What this task involves: Convert the data below into a Markdown table with two columns, Row and Line. Each Row holds a running number and each Line holds one nonblank line of the data. Skip blank lines and leave out the pictures.

** Begin Extracted data **

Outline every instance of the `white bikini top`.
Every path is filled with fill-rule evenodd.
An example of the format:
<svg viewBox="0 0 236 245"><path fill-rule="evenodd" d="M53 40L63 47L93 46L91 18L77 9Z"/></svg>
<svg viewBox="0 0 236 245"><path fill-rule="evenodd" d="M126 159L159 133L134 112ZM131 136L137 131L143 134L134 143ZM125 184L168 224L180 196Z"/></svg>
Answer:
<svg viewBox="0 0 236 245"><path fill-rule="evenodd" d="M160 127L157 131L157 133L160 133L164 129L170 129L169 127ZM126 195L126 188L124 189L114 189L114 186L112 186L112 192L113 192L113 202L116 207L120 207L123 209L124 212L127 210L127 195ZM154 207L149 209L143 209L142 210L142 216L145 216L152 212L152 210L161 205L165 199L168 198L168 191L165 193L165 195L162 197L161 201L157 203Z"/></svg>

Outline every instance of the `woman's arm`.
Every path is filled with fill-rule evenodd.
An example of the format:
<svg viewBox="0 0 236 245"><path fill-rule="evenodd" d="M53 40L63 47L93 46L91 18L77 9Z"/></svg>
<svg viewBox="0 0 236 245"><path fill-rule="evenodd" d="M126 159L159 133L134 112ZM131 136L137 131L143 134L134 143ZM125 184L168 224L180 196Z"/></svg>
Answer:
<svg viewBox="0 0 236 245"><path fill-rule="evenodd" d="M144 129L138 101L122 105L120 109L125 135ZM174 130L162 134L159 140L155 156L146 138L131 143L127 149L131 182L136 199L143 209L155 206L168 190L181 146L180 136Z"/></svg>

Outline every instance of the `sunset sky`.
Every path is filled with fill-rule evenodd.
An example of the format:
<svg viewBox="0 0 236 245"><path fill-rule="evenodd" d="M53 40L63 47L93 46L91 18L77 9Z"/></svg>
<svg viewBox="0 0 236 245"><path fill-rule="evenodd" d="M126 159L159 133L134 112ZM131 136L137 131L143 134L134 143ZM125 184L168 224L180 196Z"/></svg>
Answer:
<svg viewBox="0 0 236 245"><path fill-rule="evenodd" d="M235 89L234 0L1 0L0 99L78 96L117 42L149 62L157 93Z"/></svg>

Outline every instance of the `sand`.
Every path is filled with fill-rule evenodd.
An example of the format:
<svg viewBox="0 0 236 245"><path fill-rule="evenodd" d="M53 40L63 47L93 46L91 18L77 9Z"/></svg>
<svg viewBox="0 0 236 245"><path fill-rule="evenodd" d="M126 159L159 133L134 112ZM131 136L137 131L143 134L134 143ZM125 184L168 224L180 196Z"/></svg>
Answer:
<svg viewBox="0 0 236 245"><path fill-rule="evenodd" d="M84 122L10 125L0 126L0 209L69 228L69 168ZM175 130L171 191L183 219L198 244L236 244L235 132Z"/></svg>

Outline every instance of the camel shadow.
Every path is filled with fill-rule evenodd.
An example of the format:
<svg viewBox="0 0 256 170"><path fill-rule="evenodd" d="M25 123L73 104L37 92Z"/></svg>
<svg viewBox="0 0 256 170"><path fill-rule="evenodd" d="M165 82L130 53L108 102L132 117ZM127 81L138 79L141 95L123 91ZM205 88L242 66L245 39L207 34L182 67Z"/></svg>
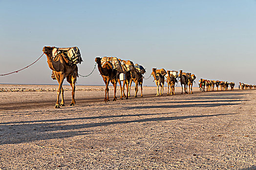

** End Extracted data **

Output of the exercise:
| Row | Line |
|---|---|
| 1 | Outline every instance of the `white bikini top`. |
| 2 | Every path is filled with fill-rule evenodd. |
| 3 | An example of the format: |
| 4 | <svg viewBox="0 0 236 245"><path fill-rule="evenodd" d="M53 40L63 47L93 46L91 18L77 9Z"/></svg> |
| 5 | <svg viewBox="0 0 236 245"><path fill-rule="evenodd" d="M126 159L159 133L134 112ZM131 136L137 131L143 134L134 143ZM125 184L168 224L180 196Z"/></svg> |
| 6 | Answer: |
| 7 | <svg viewBox="0 0 236 245"><path fill-rule="evenodd" d="M160 127L157 131L157 133L160 133L164 129L170 129L169 127ZM126 195L126 188L124 189L114 189L114 186L112 186L112 192L113 192L113 202L116 207L120 207L123 209L124 212L127 210L127 195ZM154 207L149 209L143 209L142 210L142 216L145 216L152 212L152 210L161 205L165 199L168 198L168 191L165 193L165 195L162 197L161 201L157 203Z"/></svg> |
| 8 | Outline every instance of the `woman's arm`. |
| 9 | Every path is filled with fill-rule evenodd. |
| 10 | An example of the format: |
| 11 | <svg viewBox="0 0 236 245"><path fill-rule="evenodd" d="M53 40L63 47L93 46L91 18L77 9Z"/></svg> |
| 12 | <svg viewBox="0 0 236 245"><path fill-rule="evenodd" d="M126 159L159 133L134 112ZM131 136L137 131L143 134L134 143ZM125 184L168 224L180 196Z"/></svg> |
| 13 | Answer: |
| 14 | <svg viewBox="0 0 236 245"><path fill-rule="evenodd" d="M144 129L138 101L122 105L120 109L125 135ZM174 130L162 134L159 140L155 156L146 138L131 143L127 149L131 182L136 199L143 209L155 206L168 190L181 146L180 136Z"/></svg> |
| 15 | Outline every instance of the `sunset sky`. |
| 16 | Every path is filled with fill-rule evenodd. |
| 17 | An example of the format: |
| 18 | <svg viewBox="0 0 236 245"><path fill-rule="evenodd" d="M53 40L63 47L93 46L91 18L77 9Z"/></svg> |
| 19 | <svg viewBox="0 0 236 245"><path fill-rule="evenodd" d="M126 159L159 133L134 112ZM131 136L137 131L143 134L134 143ZM125 184L168 224L180 196Z"/></svg> |
| 20 | Answer: |
| 21 | <svg viewBox="0 0 236 245"><path fill-rule="evenodd" d="M235 89L234 0L1 0L0 99L78 96L117 42L149 62L157 93Z"/></svg> |
| 22 | Outline every instance of the `sand`. |
| 23 | Every path is filled with fill-rule evenodd. |
| 24 | An example of the format: |
| 25 | <svg viewBox="0 0 236 245"><path fill-rule="evenodd" d="M53 40L63 47L93 46L91 18L77 9Z"/></svg> |
| 26 | <svg viewBox="0 0 236 245"><path fill-rule="evenodd" d="M126 159L159 133L134 112ZM131 136L137 131L143 134L134 143ZM125 184L168 224L180 196Z"/></svg> |
| 27 | Answer: |
| 28 | <svg viewBox="0 0 236 245"><path fill-rule="evenodd" d="M84 122L10 125L0 126L0 209L69 228L69 168ZM175 130L171 191L183 219L198 244L236 244L235 132Z"/></svg> |
| 29 | Outline every instance of the camel shadow. |
| 30 | Every path is filled with fill-rule evenodd. |
| 31 | An example of the format: |
| 32 | <svg viewBox="0 0 256 170"><path fill-rule="evenodd" d="M25 123L73 104L37 92Z"/></svg> |
| 33 | <svg viewBox="0 0 256 170"><path fill-rule="evenodd" d="M165 82L130 53L108 102L132 117ZM127 81L138 79L141 95L123 91ZM205 88L242 66L245 39L207 34L182 67Z"/></svg> |